**Фрагмент текста**.
'''
Смерть Чехова вызвала разброс оценок и пониманий в некрологах и иных реакциях интересных современников. С. Н. Булгаков принял «Чехова как мыслителя» (именно так он назвал свою публичную лекцию) в прямые наследники русской литературы, «философской par excellence»[17]. Андрей Белый возвел его в предтечи символистов. Лев Шестов объявил ненавистником мировоззрений и философий, но философствующим по-своему, на манер древних пророков — бьющимся головой о стену, и тем самым Шестов его описал как экзистенциального предтечу собственной философии. Чеховская «адогматическая и неиерархическая» картина мира [18] подходила Шестову, выступившему с протестом против классической догматической философии (гегелевского типа).
Наконец, Иннокентий Анненский произнес слово об аккуратном «палисаднике» после вековых деревьев, которые мы рубили с Толстым, и болот Достоевского, в которых мы с ним вязли: «Это сухой ум, и он хотел убить в нас Достоевского…»[19]. Это было сказано в частном письме, но тем откровеннее. Впечатление «палисадника» после «гигантов» было типичным. «Уравновешенность Чехова, которой не было у гигантов русской литературы…» (А.Л.Волынский)[20]. Уравновешенность как честная и чистая художественность, не порывающаяся, как он не раз объяснял в письмах, разрешать вопросы и учить, но сама тяготеющая при этом, как заметил Шестов, к неразрешимым, по существу, вопросам (сам Шестов-мыслитель к ним тяготел). Что он является после «гигантов», Чехов знал и сам, как дядя Ваня, и на философствующих художников, старших своих современников, взирал как на литературных генералов: «Все великие мудрецы деспотичны, как генералы…». И далее о Толстом, по прочтении послесловия к «Крейцеровой сонате»: «Итак, к чорту философию великих мира сего! Она вся, со всеми юродивыми послесловиями и письмами к губернаторше, не стоит одной кобылки из «Холстомера»» (4, 270)[21].
'''
(Записи с точечной разметкой изображений)
'''
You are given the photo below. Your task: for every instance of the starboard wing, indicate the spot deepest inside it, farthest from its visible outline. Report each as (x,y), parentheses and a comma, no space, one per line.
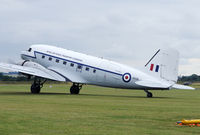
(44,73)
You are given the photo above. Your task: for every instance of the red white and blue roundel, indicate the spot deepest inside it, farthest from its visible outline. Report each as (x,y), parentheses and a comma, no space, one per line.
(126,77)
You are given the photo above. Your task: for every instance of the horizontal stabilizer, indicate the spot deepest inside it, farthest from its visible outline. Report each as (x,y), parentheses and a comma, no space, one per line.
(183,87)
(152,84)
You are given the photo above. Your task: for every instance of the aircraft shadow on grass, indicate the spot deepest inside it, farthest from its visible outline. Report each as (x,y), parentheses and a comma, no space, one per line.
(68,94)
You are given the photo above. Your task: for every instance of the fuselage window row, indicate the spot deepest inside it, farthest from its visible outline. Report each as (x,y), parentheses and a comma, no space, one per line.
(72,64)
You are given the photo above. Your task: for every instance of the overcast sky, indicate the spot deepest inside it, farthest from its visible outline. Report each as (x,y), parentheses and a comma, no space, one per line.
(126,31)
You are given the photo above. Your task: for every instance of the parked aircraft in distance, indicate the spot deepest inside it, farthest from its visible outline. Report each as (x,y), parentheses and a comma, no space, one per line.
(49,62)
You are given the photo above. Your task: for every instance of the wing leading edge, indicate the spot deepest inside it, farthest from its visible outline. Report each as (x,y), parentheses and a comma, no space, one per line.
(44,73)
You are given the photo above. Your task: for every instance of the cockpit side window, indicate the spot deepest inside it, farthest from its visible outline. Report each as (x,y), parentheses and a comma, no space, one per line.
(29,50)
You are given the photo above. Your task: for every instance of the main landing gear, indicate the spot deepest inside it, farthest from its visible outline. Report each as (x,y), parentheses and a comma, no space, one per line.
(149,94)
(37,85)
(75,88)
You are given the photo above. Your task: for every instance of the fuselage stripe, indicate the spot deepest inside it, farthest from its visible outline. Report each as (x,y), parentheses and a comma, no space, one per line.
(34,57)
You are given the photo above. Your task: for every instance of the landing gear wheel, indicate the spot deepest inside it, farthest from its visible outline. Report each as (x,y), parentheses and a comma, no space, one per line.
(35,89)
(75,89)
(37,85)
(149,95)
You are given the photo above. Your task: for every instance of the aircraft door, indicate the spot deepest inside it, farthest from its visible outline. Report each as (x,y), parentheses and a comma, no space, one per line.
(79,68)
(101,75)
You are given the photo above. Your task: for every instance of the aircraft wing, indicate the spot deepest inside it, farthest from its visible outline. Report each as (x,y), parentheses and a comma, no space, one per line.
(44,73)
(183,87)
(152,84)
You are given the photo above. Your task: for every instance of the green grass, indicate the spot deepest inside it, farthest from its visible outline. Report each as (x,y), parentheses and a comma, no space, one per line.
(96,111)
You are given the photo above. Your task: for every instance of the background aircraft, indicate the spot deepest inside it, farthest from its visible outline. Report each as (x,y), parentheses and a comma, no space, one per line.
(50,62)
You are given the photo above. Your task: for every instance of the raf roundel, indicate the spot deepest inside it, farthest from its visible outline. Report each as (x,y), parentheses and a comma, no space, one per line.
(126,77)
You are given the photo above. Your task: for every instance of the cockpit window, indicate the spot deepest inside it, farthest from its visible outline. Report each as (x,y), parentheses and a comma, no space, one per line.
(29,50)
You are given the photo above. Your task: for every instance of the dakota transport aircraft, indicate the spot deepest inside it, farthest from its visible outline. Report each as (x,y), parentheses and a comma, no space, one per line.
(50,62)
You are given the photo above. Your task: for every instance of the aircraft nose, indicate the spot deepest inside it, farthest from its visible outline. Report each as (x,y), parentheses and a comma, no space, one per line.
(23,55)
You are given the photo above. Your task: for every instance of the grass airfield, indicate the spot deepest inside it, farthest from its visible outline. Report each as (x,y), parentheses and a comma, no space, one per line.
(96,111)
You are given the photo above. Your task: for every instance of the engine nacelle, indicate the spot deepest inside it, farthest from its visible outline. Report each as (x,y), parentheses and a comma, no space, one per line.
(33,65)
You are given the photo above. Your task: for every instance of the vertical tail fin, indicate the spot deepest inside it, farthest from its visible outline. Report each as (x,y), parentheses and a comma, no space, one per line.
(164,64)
'''
'''
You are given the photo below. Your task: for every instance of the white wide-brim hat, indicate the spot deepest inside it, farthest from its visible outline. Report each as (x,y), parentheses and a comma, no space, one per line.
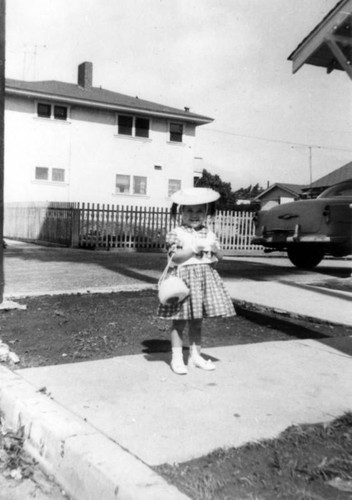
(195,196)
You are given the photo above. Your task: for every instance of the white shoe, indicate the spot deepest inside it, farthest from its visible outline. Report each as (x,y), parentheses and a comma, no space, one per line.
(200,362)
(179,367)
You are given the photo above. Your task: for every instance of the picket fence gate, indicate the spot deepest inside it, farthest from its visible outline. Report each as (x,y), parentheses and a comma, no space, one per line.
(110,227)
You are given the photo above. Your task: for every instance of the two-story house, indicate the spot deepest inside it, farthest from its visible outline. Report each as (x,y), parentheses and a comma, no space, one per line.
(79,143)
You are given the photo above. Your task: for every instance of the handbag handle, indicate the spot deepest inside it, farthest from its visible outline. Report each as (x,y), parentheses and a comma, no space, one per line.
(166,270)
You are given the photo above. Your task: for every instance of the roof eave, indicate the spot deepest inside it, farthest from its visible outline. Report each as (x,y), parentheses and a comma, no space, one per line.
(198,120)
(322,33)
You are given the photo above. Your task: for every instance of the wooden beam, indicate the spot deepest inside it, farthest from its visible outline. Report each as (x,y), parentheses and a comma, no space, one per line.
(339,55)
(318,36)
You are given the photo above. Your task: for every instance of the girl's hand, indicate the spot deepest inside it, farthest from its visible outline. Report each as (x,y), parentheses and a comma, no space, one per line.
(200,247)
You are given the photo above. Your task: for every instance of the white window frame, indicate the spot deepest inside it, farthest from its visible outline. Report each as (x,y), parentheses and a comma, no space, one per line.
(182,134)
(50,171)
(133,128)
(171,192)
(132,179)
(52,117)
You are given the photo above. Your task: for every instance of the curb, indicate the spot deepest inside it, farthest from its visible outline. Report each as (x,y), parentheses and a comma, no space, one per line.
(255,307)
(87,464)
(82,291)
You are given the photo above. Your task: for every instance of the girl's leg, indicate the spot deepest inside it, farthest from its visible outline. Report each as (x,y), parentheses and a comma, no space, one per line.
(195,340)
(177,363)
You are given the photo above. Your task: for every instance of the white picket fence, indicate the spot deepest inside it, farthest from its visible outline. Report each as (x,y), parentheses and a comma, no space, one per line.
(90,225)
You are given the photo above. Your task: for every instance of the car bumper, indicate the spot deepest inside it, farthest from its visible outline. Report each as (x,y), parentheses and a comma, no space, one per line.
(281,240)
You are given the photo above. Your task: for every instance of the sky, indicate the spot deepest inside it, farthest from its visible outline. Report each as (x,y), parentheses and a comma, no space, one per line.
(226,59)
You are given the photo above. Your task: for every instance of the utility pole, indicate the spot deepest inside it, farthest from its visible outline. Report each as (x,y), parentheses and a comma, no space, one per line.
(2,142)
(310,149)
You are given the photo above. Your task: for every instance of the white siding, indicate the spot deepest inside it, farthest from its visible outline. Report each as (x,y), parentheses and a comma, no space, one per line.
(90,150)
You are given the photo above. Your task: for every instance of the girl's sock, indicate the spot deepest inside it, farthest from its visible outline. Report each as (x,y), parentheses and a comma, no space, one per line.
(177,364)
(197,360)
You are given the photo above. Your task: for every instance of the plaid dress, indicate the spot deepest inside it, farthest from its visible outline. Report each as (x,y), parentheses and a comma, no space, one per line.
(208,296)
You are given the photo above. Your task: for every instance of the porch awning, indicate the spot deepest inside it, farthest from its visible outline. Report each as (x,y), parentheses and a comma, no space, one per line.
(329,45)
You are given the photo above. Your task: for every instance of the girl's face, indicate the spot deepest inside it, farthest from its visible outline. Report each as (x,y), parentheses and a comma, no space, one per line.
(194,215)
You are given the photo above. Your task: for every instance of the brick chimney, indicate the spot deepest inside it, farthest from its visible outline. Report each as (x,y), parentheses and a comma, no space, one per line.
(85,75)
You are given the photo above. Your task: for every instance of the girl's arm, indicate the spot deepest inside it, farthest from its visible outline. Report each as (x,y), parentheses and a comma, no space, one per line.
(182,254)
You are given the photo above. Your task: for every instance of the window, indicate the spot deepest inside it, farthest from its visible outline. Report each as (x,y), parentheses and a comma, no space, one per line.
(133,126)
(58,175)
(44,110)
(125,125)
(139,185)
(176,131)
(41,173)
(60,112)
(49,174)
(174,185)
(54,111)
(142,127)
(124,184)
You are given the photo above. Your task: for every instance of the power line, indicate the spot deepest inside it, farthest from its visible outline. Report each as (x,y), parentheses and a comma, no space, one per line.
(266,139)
'''
**Задания**.
A - Кем, согласно фрагменту о восприятии Чехова, его объявил Андрей Белый?
B - Назовите всех современников Чехова, чьи оценки его творчества приводятся во фрагменте о его восприятии.
C - Допишите продолжение фрагмента о восприятии Чехова современниками, начиная после его последнего предложения.
Записи здесь не понадобятся.

**Ответы**.
A - Предтечей символистов.

B - С. Н. Булгаков, Андрей Белый, Лев Шестов, Иннокентий Анненский, А. Л. Волынский.

C -
«К чорту» — но все равно он не мог не взирать на них снизу вверх, как дядя Ваня, и в известном письме тому же Суворину (25 ноября 1892) называть это качество философствующего художества «алкоголем»: «В наших произведениях нет именно алкоголя, который бы пьянил и порабощал <…> У нас нет «чего-то», это справедливо, и это значит, что поднимите подол нашей музе, и Вы увидите там плоское место» (5, 132-133). Обсуждается между тем наиболее философски насыщенная «Палата № 6», в которой уже давно А. П. Скафтымов прочитал запрятанную полемику с тем самым модным Шопенгауэром, перед которым так принижается дядя Ваня. Автор «Палаты…» повторяет почти буквально уже от себя свою же «Скучную историю», в тех же словах со скользким намеком, что у него «нет чего-то» («чего-то главного, чего-то очень важного»), и признается в прямых словах в литературной импотенции как старый профессор в своей духовной импотенции. Очевидно, речь идет о том, что десятью годами раньше было сформулировано одним из тех гигантов как «реализм в высшем смысле», превышающий себя реализм, превышающий именно в сторону превышения самого искусства и неизбежного выхода за его пределы — в «юродивые послесловия» и в «философию». Этому качеству и присваивает он эротические и вакхические признаки («алкоголь» и что под подолом у музы).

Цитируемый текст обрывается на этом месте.